(Data excerpts)
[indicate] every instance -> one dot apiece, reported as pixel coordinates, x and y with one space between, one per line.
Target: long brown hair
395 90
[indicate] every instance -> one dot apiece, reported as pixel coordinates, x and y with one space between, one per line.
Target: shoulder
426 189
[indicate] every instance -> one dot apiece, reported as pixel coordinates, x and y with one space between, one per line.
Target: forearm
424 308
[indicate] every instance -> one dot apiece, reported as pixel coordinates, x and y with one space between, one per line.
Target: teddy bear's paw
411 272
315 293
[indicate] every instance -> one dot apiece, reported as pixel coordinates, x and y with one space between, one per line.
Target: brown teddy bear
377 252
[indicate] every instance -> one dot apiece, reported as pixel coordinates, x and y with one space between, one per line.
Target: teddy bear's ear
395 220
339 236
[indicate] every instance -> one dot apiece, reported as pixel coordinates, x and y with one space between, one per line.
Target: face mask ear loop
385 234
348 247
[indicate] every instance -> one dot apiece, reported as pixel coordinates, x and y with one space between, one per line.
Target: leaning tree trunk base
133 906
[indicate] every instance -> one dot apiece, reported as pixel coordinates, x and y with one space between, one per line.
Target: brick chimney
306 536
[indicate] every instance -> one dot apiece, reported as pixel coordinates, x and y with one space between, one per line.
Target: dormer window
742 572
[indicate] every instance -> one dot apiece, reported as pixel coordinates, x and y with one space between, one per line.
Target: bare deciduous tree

■ What is needed
Every entry, from the first line to the last, should be retyped exactly.

■ Written response
[indicate] every instance -> one dot apiece, reported as pixel coordinates, x and y with one space between, one per line.
Target: long brown hair
395 90
[indicate] every instance -> one dot apiece, reported as pixel coordinates, x and y with one space between, one per line.
Target: shoulder
426 189
[indicate] every instance -> one dot apiece, reported as pixel coordinates, x and y with one space between, one per line.
Target: forearm
424 308
[indicate] every instance -> one dot apiece, reported as pixel coordinates, x and y with one space between, one per line.
Target: teddy bear's paw
411 272
315 293
[indicate] every instance -> one dot apiece, reported as pixel coordinates, x and y with one space between, one per line.
Target: brown teddy bear
377 252
[indicate] every instance -> one dot apiece, reported as pixel coordinates, x and y with one space between, one per line.
Target: teddy bear's ear
395 220
339 236
[indicate] every instance -> one dot apiece, reported as pixel coordinates, x and y with one space between, one per line.
Target: face mask ear loop
385 234
348 247
[indicate] every instance -> one dot apiece, reported as pixel coordinates, x and y with one space between, one per line.
Target: leaning tree trunk base
133 906
[indicate] every instance -> one dot apiece, reported as pixel coordinates, x and y with one space between, one per line.
Target: brick chimney
306 536
[indicate] every instance -> one dot apiece, reported as pixel coordinates, x and y with one space between, one per line.
Target: dormer window
742 572
[indicate] every instance -> one dot apiece, reported as pixel coordinates, x and y with one space between, one per line.
Target: bare deciduous tree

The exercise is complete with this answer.